§ Required action
Set down exactly the lines from the first line of the records through the line that contains "Target: ceramic jug", and leave every picture out.

-- Opening Marker --

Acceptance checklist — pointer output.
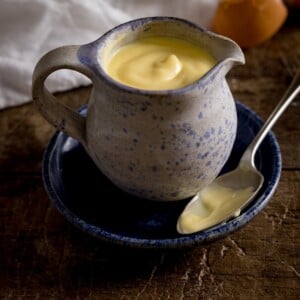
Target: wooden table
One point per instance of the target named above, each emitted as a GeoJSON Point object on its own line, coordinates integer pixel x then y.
{"type": "Point", "coordinates": [42, 256]}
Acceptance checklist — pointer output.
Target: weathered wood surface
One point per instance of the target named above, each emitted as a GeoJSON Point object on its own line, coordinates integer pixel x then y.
{"type": "Point", "coordinates": [43, 257]}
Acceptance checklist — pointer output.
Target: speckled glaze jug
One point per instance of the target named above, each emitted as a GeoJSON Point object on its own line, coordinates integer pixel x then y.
{"type": "Point", "coordinates": [161, 145]}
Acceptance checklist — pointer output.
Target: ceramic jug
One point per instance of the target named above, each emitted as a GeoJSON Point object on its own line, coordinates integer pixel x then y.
{"type": "Point", "coordinates": [161, 145]}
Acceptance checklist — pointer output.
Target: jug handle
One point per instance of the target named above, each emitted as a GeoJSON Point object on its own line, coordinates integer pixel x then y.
{"type": "Point", "coordinates": [56, 113]}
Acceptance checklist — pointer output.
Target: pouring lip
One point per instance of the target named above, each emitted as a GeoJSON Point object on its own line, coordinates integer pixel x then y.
{"type": "Point", "coordinates": [88, 55]}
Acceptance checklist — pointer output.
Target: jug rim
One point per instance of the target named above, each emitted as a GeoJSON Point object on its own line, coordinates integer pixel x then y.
{"type": "Point", "coordinates": [88, 54]}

-- Closing Marker --

§ Task output
Acceptance checklist — pointer output.
Target: wooden table
One point per instance of the target named above, each emitted as a GeoJSON Point object on its own line, coordinates integer pixel x then y.
{"type": "Point", "coordinates": [42, 256]}
Acceptance checklist — pointer output.
Target: weathered wood surface
One point per instance of the target named above, each emitted as a GeoJSON Point object on its own line, coordinates integer pixel x then y.
{"type": "Point", "coordinates": [43, 257]}
Acceptance checklist — pointer output.
Target: speckled glaze jug
One point per instance of the target named above, each emitted as a GeoJSON Point object on its own line, coordinates integer pixel x then y.
{"type": "Point", "coordinates": [161, 145]}
Acceptance checklist — pointer output.
Target: ceramic jug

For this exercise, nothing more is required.